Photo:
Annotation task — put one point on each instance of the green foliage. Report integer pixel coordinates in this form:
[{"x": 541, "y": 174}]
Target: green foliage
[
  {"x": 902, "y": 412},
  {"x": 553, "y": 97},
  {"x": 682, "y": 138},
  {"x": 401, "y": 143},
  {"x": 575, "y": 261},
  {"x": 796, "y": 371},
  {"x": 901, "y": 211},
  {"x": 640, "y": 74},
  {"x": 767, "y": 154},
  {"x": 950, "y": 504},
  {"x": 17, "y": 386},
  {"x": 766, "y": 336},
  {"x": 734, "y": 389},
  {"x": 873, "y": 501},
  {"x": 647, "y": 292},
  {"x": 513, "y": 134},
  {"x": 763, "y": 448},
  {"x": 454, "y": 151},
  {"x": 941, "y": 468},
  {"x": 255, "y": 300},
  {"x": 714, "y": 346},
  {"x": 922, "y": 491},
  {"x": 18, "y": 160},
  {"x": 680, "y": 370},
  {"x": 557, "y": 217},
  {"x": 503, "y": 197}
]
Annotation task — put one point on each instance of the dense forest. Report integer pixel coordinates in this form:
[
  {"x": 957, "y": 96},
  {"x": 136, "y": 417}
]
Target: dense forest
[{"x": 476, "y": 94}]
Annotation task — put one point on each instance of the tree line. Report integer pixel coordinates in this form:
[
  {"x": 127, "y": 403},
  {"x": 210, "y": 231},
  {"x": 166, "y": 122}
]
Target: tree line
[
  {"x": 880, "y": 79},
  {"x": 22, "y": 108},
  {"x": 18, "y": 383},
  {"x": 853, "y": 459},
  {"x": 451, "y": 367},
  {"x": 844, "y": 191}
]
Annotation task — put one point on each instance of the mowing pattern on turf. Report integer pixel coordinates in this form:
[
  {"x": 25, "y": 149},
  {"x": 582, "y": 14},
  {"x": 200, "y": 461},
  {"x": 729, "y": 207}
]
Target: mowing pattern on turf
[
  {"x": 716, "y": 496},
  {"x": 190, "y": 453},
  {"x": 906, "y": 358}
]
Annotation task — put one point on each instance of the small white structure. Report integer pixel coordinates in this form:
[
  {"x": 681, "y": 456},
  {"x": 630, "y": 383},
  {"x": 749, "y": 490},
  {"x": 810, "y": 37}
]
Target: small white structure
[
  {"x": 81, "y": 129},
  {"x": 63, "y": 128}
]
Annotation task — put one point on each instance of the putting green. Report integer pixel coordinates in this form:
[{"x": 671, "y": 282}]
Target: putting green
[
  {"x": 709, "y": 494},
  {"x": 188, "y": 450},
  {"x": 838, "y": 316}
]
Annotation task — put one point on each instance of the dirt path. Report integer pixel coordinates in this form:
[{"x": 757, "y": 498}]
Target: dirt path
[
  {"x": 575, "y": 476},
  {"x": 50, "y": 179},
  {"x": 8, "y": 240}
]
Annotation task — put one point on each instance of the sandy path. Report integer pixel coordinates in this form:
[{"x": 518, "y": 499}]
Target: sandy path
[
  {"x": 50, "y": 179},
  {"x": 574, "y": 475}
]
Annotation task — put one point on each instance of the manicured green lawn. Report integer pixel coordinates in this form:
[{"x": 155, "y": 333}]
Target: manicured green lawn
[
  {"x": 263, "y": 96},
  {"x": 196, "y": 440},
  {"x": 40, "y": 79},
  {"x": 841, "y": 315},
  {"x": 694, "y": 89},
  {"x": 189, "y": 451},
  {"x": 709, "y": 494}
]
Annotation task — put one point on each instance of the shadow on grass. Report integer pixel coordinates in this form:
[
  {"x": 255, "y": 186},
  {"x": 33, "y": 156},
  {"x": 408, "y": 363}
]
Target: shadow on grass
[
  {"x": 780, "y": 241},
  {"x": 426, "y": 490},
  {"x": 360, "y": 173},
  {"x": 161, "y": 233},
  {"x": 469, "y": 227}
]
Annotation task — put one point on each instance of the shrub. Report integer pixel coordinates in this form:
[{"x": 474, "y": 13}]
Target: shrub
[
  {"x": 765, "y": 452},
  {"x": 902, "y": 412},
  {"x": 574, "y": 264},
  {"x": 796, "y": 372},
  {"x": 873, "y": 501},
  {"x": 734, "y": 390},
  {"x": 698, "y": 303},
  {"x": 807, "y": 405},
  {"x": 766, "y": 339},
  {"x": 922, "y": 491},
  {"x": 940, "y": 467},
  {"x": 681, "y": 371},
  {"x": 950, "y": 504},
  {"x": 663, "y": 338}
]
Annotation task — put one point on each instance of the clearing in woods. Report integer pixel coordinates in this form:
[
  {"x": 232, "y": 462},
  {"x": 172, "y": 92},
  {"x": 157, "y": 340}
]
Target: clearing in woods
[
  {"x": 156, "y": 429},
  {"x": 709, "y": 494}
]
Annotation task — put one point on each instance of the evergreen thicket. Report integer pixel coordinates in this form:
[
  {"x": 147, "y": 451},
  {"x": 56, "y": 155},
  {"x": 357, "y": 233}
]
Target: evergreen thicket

=-=-=

== Task details ==
Please give all of these lines again, switching every "Annotation task" to "Labeling job" and changing nothing else.

== Result for this exercise ==
Photo:
Labeling job — put one point on each instance of the green foliage. Report integer pixel coordinates in this form:
[{"x": 541, "y": 174}]
Target: green foliage
[
  {"x": 902, "y": 412},
  {"x": 553, "y": 97},
  {"x": 682, "y": 138},
  {"x": 401, "y": 143},
  {"x": 575, "y": 261},
  {"x": 796, "y": 371},
  {"x": 901, "y": 211},
  {"x": 640, "y": 74},
  {"x": 767, "y": 154},
  {"x": 950, "y": 504},
  {"x": 17, "y": 386},
  {"x": 766, "y": 336},
  {"x": 734, "y": 389},
  {"x": 873, "y": 501},
  {"x": 647, "y": 292},
  {"x": 513, "y": 134},
  {"x": 763, "y": 448},
  {"x": 454, "y": 151},
  {"x": 941, "y": 468},
  {"x": 255, "y": 300},
  {"x": 714, "y": 346},
  {"x": 922, "y": 491},
  {"x": 18, "y": 160},
  {"x": 680, "y": 370},
  {"x": 557, "y": 217},
  {"x": 503, "y": 197}
]
Labeling job — put one point on each instance of the dense forest. Report integer pixel coordinates in this form:
[
  {"x": 957, "y": 96},
  {"x": 136, "y": 417}
]
Target: dense forest
[{"x": 476, "y": 94}]
Labeling job — put one point on each instance of the tree line. Report integer pixel coordinates in this form:
[
  {"x": 127, "y": 403},
  {"x": 210, "y": 231},
  {"x": 166, "y": 122}
]
Target: tree line
[
  {"x": 880, "y": 79},
  {"x": 22, "y": 108},
  {"x": 18, "y": 383},
  {"x": 853, "y": 459},
  {"x": 451, "y": 367},
  {"x": 844, "y": 191}
]
Labeling job — put one point on each instance of the mowing pattern on turf. Report integer pixel coordinates in this form:
[
  {"x": 25, "y": 149},
  {"x": 582, "y": 14},
  {"x": 200, "y": 461},
  {"x": 729, "y": 207}
]
Target: mowing pattern on turf
[
  {"x": 716, "y": 496},
  {"x": 190, "y": 453},
  {"x": 906, "y": 358}
]
Labeling job — put one point on each instance of the small white structure. Report integer pixel coordinates in this form:
[
  {"x": 681, "y": 456},
  {"x": 630, "y": 383},
  {"x": 749, "y": 490},
  {"x": 810, "y": 37}
]
Target: small white structure
[
  {"x": 81, "y": 129},
  {"x": 63, "y": 128}
]
Labeling job — put one point on each instance of the putting green. Report integer pixel coordinates in this form:
[{"x": 671, "y": 282}]
Target: putting green
[
  {"x": 709, "y": 494},
  {"x": 188, "y": 450},
  {"x": 838, "y": 316}
]
Labeling job — put one point on each instance of the dirt path. Report integer pixel coordinates in this form:
[{"x": 757, "y": 498}]
Target: dirt path
[
  {"x": 575, "y": 476},
  {"x": 50, "y": 179},
  {"x": 8, "y": 240}
]
Labeling job — put one point on each instance of the sandy path. Report integer pixel coordinates in this form:
[{"x": 518, "y": 499}]
Target: sandy path
[
  {"x": 50, "y": 179},
  {"x": 574, "y": 475}
]
Labeling job — put one point on each instance of the manicured green lawn. Report integer pixel coordinates in this form:
[{"x": 155, "y": 333}]
Target: manicured green lawn
[
  {"x": 263, "y": 96},
  {"x": 196, "y": 440},
  {"x": 40, "y": 79},
  {"x": 841, "y": 315},
  {"x": 694, "y": 89},
  {"x": 189, "y": 451},
  {"x": 709, "y": 494}
]
Labeling job — put one point on each instance of the shadow on grass. Report integer pixel coordinates in this form:
[
  {"x": 255, "y": 186},
  {"x": 33, "y": 156},
  {"x": 408, "y": 363}
]
Target: shadow on grass
[
  {"x": 780, "y": 241},
  {"x": 426, "y": 490},
  {"x": 360, "y": 173},
  {"x": 161, "y": 233},
  {"x": 469, "y": 227}
]
Labeling job — put one point on each instance of the shrub. Report integer pixel coordinates in this form:
[{"x": 474, "y": 13}]
Target: shrub
[
  {"x": 765, "y": 452},
  {"x": 902, "y": 412},
  {"x": 574, "y": 264},
  {"x": 796, "y": 372},
  {"x": 873, "y": 501},
  {"x": 734, "y": 390},
  {"x": 698, "y": 303},
  {"x": 807, "y": 405},
  {"x": 766, "y": 339},
  {"x": 922, "y": 491},
  {"x": 940, "y": 467},
  {"x": 681, "y": 371},
  {"x": 950, "y": 504},
  {"x": 663, "y": 338}
]
Labeling job — put one point on each instance of the clearing in woods. Report integer pixel coordinates in this form:
[
  {"x": 232, "y": 462},
  {"x": 172, "y": 92},
  {"x": 157, "y": 340}
]
Target: clearing in woods
[
  {"x": 156, "y": 429},
  {"x": 709, "y": 494}
]
Labeling job — put one point on each instance of the evergreen thicket. Report integer pixel coordinates in this form:
[
  {"x": 147, "y": 451},
  {"x": 56, "y": 155},
  {"x": 357, "y": 233}
]
Target: evergreen thicket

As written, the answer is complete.